╭─ Texto de estudio
Durante la temporada decembrina, los hogares mexicanos suelen llenarse de luces y adornos que crean un ambiente festivo, pero la Universidad Nacional Autónoma de México alertó que este incremento en decoración no es tan inofensivo como parece. Según la institución, el uso excesivo de luces navideñas eleva de manera importante el consumo de energía y contribuye al deterioro ambiental.
Información de Divulgación de la Ciencia, de la UNAM, señala que el uso intensivo de series luminosas puede incrementar hasta en 30 por ciento el consumo eléctrico en los hogares. Además del impacto económico para las familias, este aumento se traduce en mayores emisiones de dióxido de carbono, un factor que acelera la contaminación y el cambio climático.
La universidad advirtió también sobre los efectos de la contaminación lumínica, la cual altera el ciclo natural del sueño en personas y animales. El exceso de iluminación puede incluso desorientar a diversas especies y atraer insectos durante la noche, situación que favorece la aparición de plagas en las viviendas.
Ante este panorama, la UNAM recomendó adoptar prácticas más conscientes sin renunciar al espíritu navideño. Entre ellas destacan desconectar las luces durante el día, optar por series LED que consumen menos energía y duran más, así como alternar el uso de iluminación entre distintos espacios para evitar compras innecesarias y reducir su funcionamiento continuo.
Además, la institución sugirió reutilizar adornos de años anteriores, optar por decoraciones recicladas o de larga duración, y preferir productos locales. También aconsejó emplear envoltorios sencillos o reutilizados para los regalos y preparar cantidades adecuadas de comida en las cenas navideñas para evitar el desperdicio y promover un consumo más responsable.
╰─
Qué elaborar: Por favor, extrae del texto sobre las luces navideñas todo lo que va desde "Durante la temporada" hasta "el cambio climático.", sin cambiar ni una palabra.
╭─ Registros proporcionados
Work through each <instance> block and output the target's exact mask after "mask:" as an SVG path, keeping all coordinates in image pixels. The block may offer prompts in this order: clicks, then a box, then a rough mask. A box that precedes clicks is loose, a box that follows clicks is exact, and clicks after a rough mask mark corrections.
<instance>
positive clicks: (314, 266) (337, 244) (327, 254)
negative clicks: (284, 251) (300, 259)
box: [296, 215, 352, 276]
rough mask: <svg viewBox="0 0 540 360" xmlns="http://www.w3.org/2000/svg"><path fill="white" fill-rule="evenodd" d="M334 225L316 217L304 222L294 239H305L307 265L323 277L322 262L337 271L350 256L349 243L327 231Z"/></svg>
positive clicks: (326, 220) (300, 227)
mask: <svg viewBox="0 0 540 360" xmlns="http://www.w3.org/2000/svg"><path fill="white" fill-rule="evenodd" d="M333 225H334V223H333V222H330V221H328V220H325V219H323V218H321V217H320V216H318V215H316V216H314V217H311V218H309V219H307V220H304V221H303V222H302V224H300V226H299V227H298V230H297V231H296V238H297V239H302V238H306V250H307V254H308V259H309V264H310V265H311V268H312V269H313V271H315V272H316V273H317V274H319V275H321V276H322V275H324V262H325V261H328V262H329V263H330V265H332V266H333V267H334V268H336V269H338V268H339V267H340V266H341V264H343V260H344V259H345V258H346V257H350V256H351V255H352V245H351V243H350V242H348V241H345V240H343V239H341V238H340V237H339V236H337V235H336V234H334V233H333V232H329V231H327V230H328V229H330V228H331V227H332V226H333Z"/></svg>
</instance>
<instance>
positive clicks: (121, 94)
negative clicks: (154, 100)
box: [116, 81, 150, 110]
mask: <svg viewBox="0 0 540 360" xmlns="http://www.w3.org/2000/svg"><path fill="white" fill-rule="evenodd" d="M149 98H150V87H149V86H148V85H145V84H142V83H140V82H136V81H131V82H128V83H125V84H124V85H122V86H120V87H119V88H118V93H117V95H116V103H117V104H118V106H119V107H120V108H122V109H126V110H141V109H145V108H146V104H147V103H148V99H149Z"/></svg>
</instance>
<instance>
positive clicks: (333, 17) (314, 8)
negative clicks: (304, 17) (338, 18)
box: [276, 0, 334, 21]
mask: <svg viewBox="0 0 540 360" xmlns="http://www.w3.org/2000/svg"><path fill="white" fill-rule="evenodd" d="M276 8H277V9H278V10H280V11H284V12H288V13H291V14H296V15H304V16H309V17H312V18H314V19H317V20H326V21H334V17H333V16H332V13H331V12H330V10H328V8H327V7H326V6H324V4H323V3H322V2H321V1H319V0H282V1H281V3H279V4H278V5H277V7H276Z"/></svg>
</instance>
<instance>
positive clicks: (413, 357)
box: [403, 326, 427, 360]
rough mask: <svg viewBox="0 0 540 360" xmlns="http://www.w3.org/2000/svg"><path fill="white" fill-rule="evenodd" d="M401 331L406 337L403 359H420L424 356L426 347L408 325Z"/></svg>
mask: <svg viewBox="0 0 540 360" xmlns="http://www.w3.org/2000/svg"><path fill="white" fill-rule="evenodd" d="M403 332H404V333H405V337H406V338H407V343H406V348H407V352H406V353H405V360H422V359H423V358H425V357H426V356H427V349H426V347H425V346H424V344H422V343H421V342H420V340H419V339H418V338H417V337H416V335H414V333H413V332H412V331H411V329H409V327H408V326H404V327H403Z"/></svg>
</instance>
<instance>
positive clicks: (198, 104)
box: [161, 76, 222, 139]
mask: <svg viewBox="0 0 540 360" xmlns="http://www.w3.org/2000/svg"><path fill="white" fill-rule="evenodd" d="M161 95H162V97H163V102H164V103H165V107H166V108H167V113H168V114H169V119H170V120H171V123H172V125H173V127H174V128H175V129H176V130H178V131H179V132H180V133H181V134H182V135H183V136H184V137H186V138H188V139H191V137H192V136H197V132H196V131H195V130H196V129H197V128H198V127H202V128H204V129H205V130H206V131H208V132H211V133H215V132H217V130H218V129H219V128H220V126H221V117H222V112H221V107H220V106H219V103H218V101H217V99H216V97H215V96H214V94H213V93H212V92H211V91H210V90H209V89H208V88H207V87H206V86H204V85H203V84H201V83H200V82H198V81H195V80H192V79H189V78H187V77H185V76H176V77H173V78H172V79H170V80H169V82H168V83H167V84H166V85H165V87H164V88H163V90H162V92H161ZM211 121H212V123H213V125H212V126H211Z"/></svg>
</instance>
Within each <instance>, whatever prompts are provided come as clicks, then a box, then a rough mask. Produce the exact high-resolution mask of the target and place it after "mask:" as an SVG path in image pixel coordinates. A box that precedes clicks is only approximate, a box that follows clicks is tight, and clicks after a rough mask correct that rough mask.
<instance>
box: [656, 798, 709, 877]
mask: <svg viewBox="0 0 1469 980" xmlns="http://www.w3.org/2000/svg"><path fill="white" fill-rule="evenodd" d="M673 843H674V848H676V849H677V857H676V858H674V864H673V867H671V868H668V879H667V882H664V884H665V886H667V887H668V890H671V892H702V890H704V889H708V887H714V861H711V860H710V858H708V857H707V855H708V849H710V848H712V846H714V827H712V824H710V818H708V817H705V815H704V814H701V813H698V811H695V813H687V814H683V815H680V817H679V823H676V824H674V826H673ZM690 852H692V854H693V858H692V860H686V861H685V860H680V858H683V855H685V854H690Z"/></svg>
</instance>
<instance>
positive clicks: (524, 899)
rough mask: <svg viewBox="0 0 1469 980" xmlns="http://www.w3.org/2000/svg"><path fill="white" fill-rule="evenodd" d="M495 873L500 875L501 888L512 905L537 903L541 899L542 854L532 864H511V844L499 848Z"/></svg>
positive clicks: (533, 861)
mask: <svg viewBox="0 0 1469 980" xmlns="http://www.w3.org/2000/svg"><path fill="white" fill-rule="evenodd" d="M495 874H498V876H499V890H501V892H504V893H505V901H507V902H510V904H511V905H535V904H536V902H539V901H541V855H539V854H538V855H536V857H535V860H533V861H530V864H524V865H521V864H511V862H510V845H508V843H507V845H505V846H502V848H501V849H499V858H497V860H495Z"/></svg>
╰─
Espacio de respuesta:
Durante la temporada decembrina, los hogares mexicanos suelen llenarse de luces y adornos que crean un ambiente festivo, pero la Universidad Nacional Autónoma de México alertó que este incremento en decoración no es tan inofensivo como parece. Según la institución, el uso excesivo de luces navideñas eleva de manera importante el consumo de energía y contribuye al deterioro ambiental.
Información de Divulgación de la Ciencia, de la UNAM, señala que el uso intensivo de series luminosas puede incrementar hasta en 30 por ciento el consumo eléctrico en los hogares. Además del impacto económico para las familias, este aumento se traduce en mayores emisiones de dióxido de carbono, un factor que acelera la contaminación y el cambio climático.